EXERCISE DATA:

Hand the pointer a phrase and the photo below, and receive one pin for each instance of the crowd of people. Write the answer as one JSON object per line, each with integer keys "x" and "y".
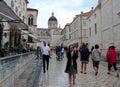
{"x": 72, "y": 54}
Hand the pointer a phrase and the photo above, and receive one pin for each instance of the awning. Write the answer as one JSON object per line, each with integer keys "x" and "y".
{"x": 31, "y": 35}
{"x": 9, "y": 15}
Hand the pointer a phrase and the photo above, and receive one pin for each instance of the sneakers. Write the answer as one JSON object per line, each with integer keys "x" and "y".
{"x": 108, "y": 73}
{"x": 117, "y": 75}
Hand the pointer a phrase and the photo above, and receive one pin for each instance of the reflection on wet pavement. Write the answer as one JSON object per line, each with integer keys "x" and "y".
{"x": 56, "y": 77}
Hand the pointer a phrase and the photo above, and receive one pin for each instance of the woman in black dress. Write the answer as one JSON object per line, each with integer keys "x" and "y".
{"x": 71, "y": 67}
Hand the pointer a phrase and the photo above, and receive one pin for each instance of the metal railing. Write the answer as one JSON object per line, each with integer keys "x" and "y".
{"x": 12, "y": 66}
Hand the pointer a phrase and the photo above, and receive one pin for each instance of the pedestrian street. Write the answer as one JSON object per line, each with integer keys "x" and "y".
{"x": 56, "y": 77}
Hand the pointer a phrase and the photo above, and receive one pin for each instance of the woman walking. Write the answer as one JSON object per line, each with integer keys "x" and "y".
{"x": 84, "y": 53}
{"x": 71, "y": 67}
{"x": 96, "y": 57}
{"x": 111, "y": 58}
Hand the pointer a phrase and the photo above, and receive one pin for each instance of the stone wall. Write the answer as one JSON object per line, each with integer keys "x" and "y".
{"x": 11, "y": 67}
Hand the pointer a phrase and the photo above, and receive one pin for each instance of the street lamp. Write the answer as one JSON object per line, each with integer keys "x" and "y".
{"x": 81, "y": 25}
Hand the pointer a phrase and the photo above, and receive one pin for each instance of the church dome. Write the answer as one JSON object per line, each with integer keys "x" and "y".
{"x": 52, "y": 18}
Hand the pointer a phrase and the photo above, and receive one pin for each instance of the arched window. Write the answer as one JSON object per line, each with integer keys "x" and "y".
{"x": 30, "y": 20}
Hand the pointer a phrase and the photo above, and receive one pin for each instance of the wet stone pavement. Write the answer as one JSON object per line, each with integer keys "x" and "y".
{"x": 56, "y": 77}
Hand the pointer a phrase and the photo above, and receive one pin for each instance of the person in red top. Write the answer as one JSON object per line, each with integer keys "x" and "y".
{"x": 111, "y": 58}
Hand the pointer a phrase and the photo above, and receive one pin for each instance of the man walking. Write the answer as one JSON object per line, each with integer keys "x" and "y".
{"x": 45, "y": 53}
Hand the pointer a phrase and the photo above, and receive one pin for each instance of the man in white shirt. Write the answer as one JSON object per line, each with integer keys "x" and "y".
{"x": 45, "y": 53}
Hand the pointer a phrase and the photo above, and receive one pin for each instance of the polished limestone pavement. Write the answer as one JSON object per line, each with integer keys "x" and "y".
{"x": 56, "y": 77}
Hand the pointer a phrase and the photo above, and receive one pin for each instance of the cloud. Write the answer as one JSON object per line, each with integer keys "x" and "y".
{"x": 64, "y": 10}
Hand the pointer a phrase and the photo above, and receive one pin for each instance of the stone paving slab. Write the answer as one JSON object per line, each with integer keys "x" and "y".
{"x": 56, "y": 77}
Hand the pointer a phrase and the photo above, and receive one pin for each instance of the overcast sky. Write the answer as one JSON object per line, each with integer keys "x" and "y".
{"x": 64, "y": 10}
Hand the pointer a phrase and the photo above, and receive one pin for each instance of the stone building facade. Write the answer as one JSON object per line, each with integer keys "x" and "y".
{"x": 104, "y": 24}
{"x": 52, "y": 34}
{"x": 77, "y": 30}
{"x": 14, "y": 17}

EXERCISE INSTRUCTIONS: In the copy, include no pictures; otherwise transcribe the entries exactly.

RESULT BELOW:
Hand the pointer a phrase and the photo below, and receive one pin for each instance of the crowd of people. Write the answer as one JSON object per line, each with integer keys "x" and "y".
{"x": 72, "y": 54}
Hand the pointer a phrase and the photo above, and receive one pin for each instance of the awning. Write the answer as one JSON object per line, each with integer keys "x" and "y".
{"x": 31, "y": 35}
{"x": 9, "y": 15}
Hand the pointer a phrase and the photo above, and receive one pin for each instance of the sneakers. Write the answer as one JSON object per line, each with integer keys "x" and "y".
{"x": 108, "y": 73}
{"x": 117, "y": 75}
Hand the pointer a phrase and the photo above, and receive one pin for each instance of the reflection on wet pavement. Write the answer as one JSON object per line, each with integer keys "x" and "y".
{"x": 56, "y": 77}
Hand the pointer a phrase and the photo above, and receive one pin for each instance of the woman in black dress. Write the answer as one JSON object per line, each with integer keys "x" and "y".
{"x": 71, "y": 67}
Hand the pointer a phrase and the photo above, and receive one pin for each instance of the metal railing. Write the answer as one JSON object per line, each with integer keys "x" and "y".
{"x": 12, "y": 66}
Hand the pointer a phrase and the photo above, and receive one pin for each instance of the pedestrian street. Write the answer as one JSON object per line, each with integer keys "x" and "y".
{"x": 56, "y": 77}
Hand the pointer a phrase and the photo above, and receive one pin for each instance of the woman walking. Write the answer as one JSON object per line, each with integer keys "x" and "y".
{"x": 84, "y": 53}
{"x": 71, "y": 67}
{"x": 96, "y": 57}
{"x": 111, "y": 58}
Hand the pointer a phrase and the photo above, and receive one pin for each instance of the stone wall. Write the answer as one JSON object per line, each with integer keys "x" and "y".
{"x": 11, "y": 67}
Hand the pointer a phrase and the photo above, and receive one pin for each instance of the street lamp. Write the answer as one JSON object per line, each with integer keys "x" and "y".
{"x": 81, "y": 25}
Hand the pointer a phrase and the photo above, and receive one pin for each instance of the church dome. Write the answer as one JSON object per line, each with integer keys "x" and "y".
{"x": 52, "y": 18}
Hand the pointer a phrase and the photo above, and receive one pin for each instance of the arched window. Write the answer as one JSON object per line, each with integer keys "x" and "y".
{"x": 30, "y": 20}
Hand the pointer a phrase and the photo above, and receive one pin for each instance of the wet stone pavement. Write the answer as one JSON object per line, each with integer keys "x" and "y".
{"x": 56, "y": 77}
Hand the pointer a phrase and the photo above, and receive one pin for each instance of the person in red top. Write the answer as one JSON object per line, each with integer keys "x" and "y".
{"x": 111, "y": 58}
Hand the pointer a phrase and the photo above, and receive one pin for each instance of the man walking. Write the answer as one JSON object per line, each with integer keys "x" and "y".
{"x": 45, "y": 53}
Hand the pointer a phrase and the photo above, and receive one pin for each instance of the man in white shirt. Write the answer as one JSON object per line, each with integer keys "x" and "y".
{"x": 45, "y": 53}
Hand the pointer a phrase and the photo above, and receive one pin for each instance of the polished limestone pavement. Write the answer as one JSON object per line, each with integer keys "x" and "y".
{"x": 56, "y": 77}
Hand the pointer a phrase and the photo above, and receive one pin for each instance of the cloud. Write the answer as one JSON object per line, each with integer keys "x" and "y".
{"x": 64, "y": 10}
Hand the pointer a phrase and the photo above, and receive one pin for each instance of the stone paving slab. Write the answer as one JSON object per line, each with integer keys "x" and "y".
{"x": 56, "y": 77}
Hand the pointer a phrase and the photo above, and receive one pin for each instance of the overcast sky. Write the answer as one JSON object per line, each with integer keys "x" and "y".
{"x": 64, "y": 10}
Hand the pointer a phrase and the photo above, and receive one pin for each instance of the stone building facade. Write the answer as one JSON object per line, each with integer keys "x" and "y".
{"x": 104, "y": 24}
{"x": 52, "y": 34}
{"x": 77, "y": 30}
{"x": 14, "y": 17}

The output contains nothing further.